Find every line below that contains the word "ridge" and copy each of those lines in full.

**DATA**.

═══

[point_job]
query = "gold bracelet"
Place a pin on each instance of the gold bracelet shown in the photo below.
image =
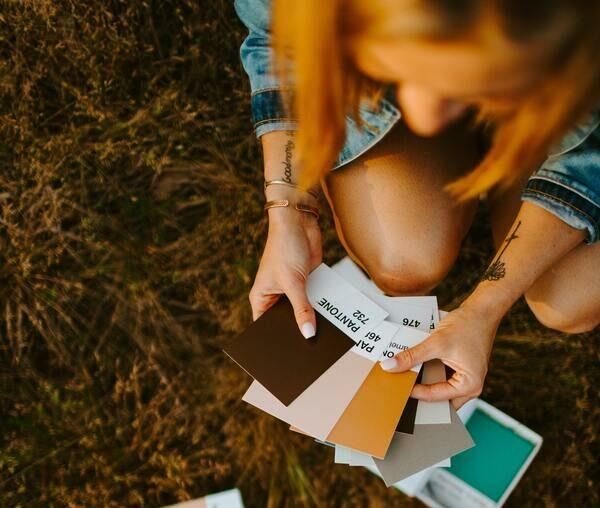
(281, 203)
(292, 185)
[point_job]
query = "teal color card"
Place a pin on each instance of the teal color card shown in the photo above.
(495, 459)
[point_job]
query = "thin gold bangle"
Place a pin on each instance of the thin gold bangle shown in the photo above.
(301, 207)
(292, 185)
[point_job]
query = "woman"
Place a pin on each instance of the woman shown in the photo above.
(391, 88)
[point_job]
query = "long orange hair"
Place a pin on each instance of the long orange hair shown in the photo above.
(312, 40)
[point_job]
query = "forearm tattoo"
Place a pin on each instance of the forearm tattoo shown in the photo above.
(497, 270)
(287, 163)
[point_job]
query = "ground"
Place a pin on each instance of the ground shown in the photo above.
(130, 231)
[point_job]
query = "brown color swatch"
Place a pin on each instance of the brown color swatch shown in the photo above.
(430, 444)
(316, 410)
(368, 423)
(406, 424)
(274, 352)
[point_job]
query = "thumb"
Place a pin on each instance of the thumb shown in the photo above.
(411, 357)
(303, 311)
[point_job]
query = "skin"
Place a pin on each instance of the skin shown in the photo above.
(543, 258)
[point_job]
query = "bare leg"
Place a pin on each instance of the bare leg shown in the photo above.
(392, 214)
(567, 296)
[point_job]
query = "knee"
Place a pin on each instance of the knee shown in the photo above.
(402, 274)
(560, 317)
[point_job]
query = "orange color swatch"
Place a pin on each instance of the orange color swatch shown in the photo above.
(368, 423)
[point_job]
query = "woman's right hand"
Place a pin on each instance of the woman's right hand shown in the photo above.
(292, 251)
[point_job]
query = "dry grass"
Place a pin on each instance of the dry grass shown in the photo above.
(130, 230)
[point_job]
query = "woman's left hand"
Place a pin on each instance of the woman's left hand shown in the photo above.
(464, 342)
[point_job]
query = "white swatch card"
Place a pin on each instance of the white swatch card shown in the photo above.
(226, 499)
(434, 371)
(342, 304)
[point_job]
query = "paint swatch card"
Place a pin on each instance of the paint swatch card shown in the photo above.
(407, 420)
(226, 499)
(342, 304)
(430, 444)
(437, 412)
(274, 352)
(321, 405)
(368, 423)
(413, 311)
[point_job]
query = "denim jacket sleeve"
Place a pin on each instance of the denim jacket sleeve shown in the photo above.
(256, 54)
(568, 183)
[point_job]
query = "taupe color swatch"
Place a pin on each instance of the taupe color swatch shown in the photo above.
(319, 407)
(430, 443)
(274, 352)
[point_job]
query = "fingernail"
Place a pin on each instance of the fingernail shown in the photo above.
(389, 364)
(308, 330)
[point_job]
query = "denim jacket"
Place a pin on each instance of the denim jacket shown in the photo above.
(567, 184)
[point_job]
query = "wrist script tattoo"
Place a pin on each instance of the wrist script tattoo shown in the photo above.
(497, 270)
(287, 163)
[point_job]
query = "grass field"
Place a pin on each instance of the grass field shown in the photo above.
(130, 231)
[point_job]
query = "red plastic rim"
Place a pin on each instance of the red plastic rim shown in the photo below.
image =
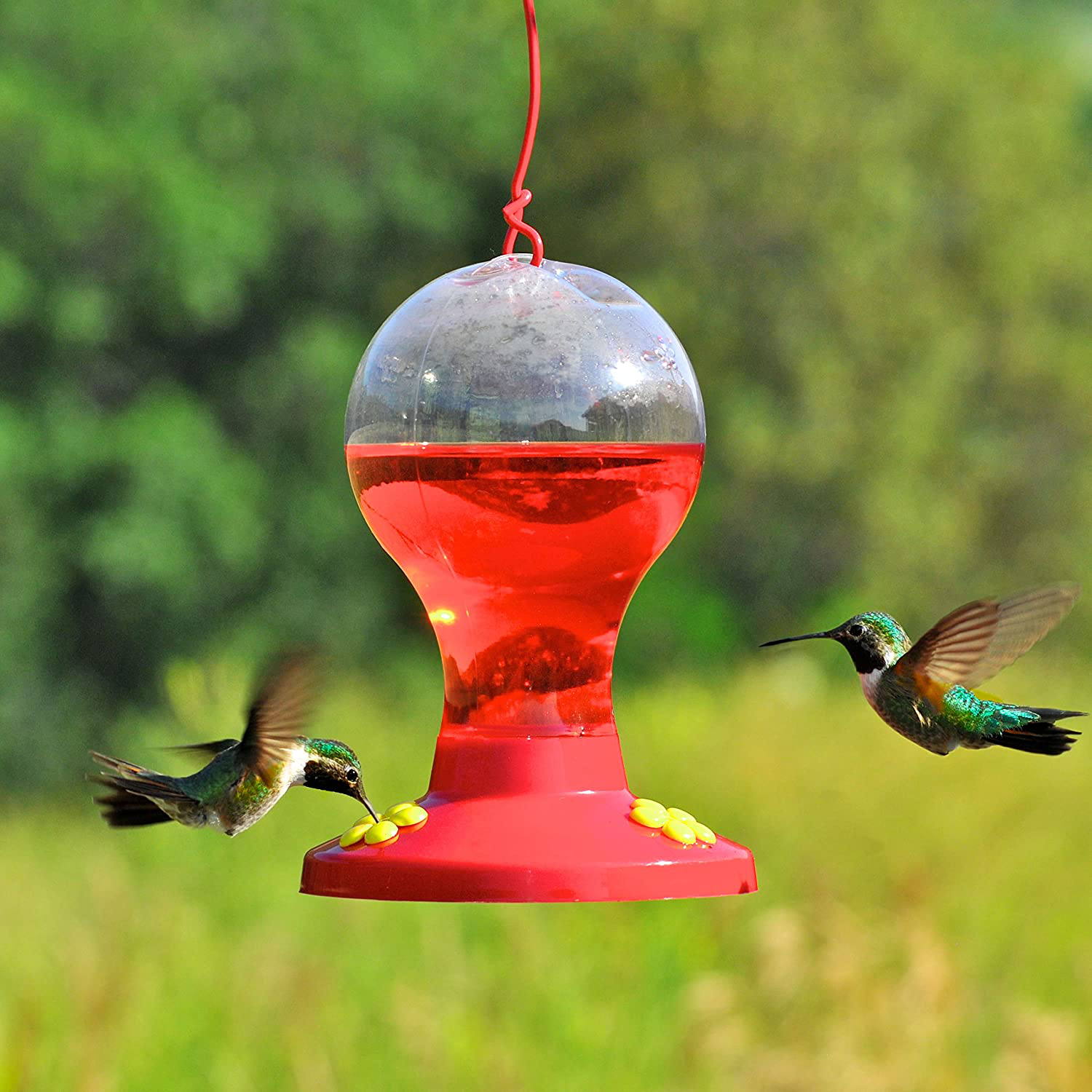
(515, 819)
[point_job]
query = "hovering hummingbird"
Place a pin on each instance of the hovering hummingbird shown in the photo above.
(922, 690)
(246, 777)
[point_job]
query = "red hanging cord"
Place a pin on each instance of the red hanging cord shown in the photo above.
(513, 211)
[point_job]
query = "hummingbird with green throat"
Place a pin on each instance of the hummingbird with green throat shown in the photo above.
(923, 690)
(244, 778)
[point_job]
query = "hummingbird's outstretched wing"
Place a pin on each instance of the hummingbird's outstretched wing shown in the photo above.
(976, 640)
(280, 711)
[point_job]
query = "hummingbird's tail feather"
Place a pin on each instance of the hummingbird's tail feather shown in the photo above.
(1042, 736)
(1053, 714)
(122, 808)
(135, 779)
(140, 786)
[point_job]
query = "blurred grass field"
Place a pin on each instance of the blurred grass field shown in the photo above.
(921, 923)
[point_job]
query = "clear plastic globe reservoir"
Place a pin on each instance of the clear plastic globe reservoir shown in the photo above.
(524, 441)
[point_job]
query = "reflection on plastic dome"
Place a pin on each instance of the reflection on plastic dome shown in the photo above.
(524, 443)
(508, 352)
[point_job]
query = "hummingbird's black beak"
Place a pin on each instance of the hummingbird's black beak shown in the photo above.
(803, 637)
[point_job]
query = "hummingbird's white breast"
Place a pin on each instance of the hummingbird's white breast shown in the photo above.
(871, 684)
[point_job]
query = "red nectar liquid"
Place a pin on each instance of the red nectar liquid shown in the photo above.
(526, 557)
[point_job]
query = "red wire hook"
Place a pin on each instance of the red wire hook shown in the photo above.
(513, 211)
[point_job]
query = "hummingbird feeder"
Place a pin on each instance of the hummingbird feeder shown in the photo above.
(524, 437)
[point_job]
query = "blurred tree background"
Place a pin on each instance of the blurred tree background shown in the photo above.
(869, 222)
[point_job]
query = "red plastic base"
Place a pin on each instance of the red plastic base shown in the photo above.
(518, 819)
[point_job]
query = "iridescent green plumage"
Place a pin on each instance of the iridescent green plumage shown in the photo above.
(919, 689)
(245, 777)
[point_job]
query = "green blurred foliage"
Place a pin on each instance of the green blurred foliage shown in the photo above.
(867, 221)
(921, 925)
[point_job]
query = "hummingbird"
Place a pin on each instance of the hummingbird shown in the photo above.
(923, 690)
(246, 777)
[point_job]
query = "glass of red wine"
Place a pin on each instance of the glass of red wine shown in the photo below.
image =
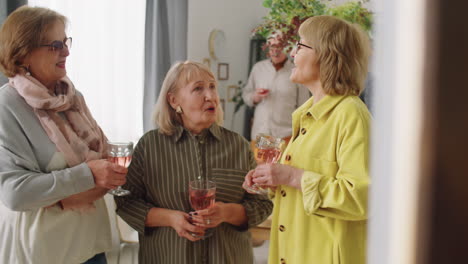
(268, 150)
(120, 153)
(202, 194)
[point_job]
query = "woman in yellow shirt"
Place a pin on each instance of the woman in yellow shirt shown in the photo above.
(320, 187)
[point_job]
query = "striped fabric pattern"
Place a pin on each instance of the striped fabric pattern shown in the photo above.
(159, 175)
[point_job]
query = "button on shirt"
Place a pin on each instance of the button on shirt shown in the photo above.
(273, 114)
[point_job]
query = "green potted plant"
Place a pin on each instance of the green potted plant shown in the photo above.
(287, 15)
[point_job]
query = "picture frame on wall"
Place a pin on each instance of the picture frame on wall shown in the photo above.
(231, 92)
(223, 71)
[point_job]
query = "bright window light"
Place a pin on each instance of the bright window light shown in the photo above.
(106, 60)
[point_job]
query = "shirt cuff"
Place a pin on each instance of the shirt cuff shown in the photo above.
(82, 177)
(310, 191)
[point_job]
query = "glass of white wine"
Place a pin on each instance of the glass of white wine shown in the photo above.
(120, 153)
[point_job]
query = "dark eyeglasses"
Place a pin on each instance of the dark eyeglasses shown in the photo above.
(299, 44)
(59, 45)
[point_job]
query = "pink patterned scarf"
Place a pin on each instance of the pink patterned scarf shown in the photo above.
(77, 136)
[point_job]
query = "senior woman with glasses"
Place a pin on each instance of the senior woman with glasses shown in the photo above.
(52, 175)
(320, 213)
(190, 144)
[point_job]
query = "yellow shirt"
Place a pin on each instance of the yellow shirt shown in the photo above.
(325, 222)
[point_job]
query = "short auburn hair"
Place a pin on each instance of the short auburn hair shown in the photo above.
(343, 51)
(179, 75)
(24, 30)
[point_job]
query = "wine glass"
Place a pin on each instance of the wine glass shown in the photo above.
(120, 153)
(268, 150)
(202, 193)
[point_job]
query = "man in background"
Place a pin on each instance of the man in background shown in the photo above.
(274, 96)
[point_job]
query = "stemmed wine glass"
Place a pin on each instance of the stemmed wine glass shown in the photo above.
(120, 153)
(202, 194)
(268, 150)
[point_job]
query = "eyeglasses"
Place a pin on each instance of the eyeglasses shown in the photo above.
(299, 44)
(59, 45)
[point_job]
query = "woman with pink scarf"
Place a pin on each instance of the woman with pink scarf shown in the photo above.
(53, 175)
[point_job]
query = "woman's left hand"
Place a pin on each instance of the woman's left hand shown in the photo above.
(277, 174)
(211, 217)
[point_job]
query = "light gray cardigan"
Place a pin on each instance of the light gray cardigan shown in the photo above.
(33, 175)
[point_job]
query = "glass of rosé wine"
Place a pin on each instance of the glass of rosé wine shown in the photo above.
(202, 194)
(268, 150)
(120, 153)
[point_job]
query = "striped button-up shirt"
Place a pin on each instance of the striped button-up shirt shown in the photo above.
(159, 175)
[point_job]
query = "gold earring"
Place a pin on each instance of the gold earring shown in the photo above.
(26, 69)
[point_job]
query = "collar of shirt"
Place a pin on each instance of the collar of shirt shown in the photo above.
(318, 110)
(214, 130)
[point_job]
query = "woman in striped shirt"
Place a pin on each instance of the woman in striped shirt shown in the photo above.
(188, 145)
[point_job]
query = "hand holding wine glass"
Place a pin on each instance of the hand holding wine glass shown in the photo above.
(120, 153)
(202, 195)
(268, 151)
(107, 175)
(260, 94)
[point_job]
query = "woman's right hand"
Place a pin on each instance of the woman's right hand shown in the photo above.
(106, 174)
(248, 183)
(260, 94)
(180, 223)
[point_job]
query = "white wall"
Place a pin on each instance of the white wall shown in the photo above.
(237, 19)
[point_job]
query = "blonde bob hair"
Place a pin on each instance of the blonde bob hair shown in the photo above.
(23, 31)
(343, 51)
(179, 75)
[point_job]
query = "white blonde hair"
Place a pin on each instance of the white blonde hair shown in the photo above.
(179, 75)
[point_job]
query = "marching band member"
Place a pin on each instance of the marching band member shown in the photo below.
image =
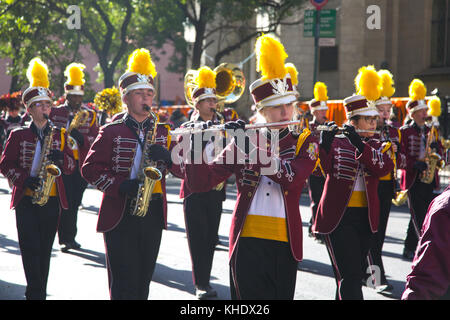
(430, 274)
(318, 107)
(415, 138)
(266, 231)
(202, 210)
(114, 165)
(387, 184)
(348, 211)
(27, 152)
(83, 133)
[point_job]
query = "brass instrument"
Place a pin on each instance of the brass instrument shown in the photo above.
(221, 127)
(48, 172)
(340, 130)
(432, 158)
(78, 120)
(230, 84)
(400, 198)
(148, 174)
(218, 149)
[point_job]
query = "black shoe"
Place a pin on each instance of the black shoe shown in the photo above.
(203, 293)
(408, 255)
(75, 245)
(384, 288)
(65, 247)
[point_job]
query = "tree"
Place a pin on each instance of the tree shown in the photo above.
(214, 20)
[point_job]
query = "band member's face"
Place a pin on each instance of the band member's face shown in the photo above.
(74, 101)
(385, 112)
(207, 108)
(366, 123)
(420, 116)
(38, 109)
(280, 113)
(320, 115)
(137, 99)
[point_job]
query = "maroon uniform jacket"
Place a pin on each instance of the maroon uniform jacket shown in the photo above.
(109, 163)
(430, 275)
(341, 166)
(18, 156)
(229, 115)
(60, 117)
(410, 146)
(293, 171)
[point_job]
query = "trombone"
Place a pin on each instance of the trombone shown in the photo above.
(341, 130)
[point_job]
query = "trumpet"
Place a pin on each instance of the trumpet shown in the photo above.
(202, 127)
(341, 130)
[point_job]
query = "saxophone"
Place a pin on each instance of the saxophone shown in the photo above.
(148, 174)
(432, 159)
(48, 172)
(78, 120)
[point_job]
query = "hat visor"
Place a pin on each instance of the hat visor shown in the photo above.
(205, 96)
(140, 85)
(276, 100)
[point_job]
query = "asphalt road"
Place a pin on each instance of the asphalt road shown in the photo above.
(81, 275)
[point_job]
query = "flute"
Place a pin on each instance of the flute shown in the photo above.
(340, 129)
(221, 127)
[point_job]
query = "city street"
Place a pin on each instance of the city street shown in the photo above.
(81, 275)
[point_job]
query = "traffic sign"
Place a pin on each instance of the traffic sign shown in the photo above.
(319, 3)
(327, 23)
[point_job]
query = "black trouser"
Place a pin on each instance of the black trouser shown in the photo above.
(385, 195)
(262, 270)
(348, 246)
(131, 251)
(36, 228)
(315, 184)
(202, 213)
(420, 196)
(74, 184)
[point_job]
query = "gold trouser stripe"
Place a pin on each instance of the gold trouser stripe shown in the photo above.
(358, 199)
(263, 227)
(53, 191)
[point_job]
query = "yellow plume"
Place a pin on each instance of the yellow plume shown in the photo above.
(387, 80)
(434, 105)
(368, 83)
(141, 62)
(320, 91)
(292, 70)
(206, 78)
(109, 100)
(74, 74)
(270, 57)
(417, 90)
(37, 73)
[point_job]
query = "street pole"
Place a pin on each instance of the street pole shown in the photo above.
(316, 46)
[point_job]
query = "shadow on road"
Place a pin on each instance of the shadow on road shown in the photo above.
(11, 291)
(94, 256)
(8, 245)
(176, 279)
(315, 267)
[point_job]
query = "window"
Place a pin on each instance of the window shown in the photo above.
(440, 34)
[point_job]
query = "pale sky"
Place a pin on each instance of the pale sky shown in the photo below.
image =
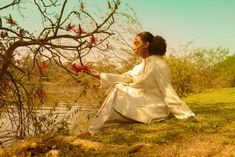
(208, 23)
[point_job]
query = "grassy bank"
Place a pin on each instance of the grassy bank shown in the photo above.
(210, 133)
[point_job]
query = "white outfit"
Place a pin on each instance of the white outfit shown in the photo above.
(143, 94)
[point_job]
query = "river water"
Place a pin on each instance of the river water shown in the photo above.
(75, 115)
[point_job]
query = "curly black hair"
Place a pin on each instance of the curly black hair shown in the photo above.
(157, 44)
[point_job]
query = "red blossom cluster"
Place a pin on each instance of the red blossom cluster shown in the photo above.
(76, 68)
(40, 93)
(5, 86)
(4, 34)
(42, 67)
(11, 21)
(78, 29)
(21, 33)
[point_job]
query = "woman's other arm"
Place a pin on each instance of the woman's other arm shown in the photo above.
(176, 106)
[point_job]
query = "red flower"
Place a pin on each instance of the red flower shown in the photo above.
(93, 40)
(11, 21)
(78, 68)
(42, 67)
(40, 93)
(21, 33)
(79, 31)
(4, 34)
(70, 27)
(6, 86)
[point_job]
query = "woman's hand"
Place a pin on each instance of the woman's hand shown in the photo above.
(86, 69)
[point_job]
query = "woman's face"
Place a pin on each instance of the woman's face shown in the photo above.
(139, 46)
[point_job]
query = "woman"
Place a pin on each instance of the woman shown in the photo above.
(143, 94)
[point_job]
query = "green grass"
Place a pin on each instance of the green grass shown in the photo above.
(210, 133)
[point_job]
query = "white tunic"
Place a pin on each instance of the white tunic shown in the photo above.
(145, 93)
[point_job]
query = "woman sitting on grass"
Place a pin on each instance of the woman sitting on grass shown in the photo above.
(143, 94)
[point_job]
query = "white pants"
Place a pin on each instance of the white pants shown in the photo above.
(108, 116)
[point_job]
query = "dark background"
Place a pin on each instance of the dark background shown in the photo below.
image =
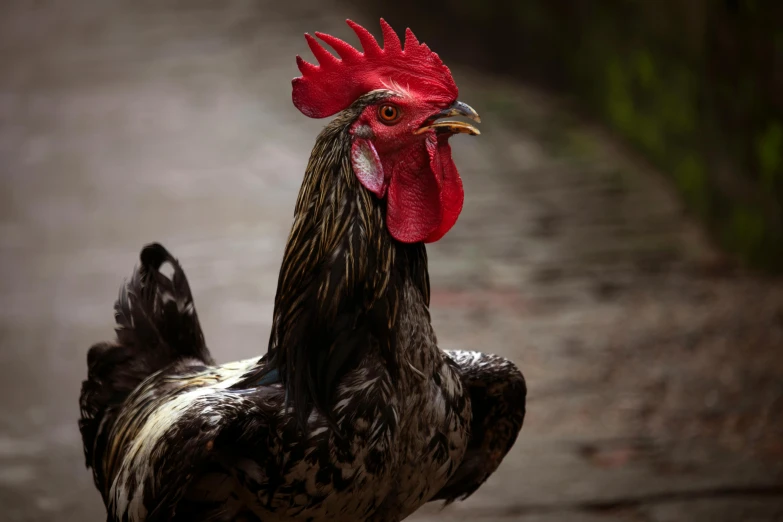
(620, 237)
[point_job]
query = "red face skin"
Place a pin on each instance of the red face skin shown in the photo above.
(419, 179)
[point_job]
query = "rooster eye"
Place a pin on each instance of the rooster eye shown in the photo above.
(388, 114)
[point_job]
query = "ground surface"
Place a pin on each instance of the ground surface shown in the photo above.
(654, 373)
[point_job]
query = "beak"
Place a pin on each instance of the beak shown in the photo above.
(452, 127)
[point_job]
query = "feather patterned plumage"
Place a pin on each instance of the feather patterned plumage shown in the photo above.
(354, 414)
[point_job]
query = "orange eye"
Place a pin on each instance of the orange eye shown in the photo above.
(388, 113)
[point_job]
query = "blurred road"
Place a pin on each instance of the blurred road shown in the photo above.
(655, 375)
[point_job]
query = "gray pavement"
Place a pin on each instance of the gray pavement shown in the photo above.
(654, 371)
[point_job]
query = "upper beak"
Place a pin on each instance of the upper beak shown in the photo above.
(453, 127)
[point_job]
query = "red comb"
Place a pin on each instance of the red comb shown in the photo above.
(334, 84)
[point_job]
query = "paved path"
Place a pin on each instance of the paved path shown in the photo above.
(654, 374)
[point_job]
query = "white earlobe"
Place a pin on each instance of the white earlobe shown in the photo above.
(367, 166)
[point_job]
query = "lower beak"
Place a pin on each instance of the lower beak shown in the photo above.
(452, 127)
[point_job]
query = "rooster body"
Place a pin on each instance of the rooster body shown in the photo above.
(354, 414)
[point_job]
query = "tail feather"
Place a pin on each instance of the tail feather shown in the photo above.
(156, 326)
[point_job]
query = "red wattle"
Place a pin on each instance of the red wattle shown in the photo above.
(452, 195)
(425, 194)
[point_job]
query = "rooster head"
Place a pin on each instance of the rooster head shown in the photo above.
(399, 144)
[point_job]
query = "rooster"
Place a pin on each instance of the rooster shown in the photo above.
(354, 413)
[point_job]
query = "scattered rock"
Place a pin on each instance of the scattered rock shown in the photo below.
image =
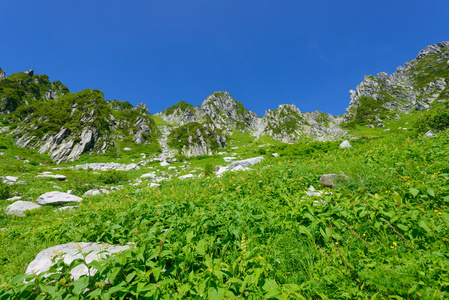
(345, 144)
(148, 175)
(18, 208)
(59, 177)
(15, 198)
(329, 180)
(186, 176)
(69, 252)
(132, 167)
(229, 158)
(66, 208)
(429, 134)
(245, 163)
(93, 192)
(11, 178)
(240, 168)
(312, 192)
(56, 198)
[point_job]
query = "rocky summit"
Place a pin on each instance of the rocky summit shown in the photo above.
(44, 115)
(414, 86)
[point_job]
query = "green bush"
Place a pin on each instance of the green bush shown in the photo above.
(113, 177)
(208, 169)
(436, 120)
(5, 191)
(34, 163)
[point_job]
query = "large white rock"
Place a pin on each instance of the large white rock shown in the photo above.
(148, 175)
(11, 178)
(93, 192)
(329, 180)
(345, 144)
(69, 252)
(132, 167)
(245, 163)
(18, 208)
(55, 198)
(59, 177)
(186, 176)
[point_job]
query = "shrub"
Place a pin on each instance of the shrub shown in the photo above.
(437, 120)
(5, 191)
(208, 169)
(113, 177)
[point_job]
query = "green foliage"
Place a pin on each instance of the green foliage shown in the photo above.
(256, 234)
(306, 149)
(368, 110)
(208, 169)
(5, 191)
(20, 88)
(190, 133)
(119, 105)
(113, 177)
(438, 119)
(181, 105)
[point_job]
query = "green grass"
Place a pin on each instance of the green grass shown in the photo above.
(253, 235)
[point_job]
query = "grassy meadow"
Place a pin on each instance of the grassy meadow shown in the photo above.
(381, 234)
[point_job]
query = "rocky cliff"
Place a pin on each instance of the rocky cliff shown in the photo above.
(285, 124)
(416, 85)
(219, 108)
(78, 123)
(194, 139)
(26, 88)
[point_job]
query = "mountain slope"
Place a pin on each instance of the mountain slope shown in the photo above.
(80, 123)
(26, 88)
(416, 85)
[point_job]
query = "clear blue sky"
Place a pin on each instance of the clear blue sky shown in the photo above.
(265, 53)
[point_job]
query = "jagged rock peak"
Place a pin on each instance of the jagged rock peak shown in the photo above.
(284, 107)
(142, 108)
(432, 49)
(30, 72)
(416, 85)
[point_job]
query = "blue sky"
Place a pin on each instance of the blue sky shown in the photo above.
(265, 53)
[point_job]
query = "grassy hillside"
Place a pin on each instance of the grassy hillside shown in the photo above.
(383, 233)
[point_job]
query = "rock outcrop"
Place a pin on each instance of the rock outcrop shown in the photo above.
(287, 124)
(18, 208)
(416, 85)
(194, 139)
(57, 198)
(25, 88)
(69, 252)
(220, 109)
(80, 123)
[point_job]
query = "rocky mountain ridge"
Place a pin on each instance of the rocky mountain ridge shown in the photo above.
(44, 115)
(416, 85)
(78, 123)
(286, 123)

═══

**RESULT FOR THIS TASK**.
query = "rocky mountain ridge"
Place a pin on each instance of the rocky mountain ridge shown in the photo above.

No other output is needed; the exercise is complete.